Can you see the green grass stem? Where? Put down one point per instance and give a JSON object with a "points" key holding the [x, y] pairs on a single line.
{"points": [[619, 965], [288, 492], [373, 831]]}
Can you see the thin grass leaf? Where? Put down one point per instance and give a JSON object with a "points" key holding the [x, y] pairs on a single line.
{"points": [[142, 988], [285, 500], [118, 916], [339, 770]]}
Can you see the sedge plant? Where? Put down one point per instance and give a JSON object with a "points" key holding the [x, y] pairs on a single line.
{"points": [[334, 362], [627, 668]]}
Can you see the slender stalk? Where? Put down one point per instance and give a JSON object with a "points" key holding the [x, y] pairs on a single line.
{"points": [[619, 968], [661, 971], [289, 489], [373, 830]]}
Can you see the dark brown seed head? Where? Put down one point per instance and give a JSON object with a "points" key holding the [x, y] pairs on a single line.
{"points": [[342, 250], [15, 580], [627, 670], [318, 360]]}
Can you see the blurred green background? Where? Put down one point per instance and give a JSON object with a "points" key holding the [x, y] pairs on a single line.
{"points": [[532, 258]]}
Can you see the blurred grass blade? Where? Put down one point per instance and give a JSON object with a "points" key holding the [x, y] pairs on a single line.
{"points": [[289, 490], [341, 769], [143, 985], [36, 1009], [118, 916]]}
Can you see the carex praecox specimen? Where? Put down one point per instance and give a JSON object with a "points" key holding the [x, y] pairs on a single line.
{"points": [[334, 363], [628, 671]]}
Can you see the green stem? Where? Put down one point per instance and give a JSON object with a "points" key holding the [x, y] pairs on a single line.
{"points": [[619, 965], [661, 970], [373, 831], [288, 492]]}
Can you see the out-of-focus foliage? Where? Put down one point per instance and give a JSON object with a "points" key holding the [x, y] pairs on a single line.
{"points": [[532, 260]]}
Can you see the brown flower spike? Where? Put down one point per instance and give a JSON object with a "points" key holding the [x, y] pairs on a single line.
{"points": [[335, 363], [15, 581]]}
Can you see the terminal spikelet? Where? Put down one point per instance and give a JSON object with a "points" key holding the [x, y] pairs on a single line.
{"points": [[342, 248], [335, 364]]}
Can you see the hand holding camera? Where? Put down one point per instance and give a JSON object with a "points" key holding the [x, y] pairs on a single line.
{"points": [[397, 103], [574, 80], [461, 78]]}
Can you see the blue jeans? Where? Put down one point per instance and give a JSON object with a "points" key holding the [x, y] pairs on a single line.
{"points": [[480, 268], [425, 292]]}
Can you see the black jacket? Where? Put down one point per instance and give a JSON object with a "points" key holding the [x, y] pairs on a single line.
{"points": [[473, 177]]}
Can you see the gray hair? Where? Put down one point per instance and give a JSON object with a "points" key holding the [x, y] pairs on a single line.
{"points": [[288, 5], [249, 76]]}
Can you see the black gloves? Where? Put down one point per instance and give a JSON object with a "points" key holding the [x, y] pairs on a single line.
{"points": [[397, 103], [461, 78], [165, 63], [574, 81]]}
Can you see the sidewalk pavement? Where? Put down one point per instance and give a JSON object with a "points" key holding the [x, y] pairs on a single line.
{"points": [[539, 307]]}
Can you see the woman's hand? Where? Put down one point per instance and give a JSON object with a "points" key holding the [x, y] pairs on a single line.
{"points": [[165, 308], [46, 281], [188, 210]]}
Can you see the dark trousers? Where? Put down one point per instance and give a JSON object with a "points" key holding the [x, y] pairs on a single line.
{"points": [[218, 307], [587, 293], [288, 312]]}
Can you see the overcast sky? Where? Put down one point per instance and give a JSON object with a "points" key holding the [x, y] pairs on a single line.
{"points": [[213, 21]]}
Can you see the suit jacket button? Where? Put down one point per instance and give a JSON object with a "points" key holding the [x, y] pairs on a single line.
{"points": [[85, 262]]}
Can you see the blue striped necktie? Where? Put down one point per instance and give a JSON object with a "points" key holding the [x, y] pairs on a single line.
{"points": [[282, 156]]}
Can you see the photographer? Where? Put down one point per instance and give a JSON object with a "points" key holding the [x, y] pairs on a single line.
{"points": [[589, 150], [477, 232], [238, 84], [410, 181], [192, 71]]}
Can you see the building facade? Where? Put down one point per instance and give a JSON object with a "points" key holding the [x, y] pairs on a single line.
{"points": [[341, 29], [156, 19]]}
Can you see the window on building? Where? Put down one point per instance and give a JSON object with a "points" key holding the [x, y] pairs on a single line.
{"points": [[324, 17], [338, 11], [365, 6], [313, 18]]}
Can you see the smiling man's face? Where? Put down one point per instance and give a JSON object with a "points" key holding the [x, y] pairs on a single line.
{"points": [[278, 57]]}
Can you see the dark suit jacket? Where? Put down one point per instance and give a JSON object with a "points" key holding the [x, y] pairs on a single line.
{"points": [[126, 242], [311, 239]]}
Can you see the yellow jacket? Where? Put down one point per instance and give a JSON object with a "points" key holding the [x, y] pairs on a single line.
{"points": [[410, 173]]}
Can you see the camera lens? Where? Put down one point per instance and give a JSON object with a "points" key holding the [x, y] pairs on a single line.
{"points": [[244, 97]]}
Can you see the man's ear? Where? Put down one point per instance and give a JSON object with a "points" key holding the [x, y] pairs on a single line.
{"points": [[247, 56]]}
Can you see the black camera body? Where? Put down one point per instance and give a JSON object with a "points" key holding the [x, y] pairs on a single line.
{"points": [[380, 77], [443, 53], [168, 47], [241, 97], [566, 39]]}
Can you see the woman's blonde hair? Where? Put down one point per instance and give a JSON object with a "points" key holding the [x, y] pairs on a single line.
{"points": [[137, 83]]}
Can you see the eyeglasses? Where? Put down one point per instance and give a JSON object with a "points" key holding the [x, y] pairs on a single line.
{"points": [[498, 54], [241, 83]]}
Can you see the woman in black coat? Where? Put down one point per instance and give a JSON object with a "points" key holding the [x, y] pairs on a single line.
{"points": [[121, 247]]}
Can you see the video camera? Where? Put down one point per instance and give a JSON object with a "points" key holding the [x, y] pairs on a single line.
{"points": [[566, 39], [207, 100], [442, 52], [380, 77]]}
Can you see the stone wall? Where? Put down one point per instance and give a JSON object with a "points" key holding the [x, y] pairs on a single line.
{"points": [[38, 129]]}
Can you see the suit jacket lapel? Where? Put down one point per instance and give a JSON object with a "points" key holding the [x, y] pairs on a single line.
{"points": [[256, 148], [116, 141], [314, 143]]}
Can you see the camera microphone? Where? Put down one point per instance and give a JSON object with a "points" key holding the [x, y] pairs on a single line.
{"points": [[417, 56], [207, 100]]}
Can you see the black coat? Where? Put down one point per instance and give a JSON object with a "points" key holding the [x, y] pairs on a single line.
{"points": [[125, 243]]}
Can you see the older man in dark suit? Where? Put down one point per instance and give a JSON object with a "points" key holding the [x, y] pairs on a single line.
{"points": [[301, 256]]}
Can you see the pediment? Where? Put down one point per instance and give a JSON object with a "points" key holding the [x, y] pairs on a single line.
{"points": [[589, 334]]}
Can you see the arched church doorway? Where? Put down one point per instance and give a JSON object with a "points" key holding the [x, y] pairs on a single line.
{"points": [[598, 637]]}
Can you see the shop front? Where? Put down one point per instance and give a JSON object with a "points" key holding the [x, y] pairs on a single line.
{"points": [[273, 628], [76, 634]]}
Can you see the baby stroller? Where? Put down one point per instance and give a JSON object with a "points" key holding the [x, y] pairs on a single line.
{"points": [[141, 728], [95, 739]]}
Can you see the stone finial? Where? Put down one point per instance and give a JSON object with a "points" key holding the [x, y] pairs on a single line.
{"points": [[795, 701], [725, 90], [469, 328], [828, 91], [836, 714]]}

-=-=-

Job → Write the lines out exactly, from the one with "Can you see the arched" down to the last line of the listing, and leave out all others.

Exercise result →
Can you see the arched church doorway? Where? Put down one point per instance and give a JSON object with a "points" key holding the [x, y] pairs on a single line.
{"points": [[598, 637]]}
Can you see the shop front? Where? Put down one point per instance and give a JSON object with a "points" key holding the [x, y] pairs on a single line.
{"points": [[273, 628], [76, 634]]}
Can you see the baby stroller? Where? Put down one point per instance and give a JSON object with a "points" key holding the [x, y] pairs on a single line.
{"points": [[141, 728], [95, 739]]}
Can you see the stone finial? Where? Put down one point per instance and give a JSON object with a "points" key holding the [x, y] pairs on a single line.
{"points": [[795, 701], [725, 90], [469, 328], [828, 91], [836, 714]]}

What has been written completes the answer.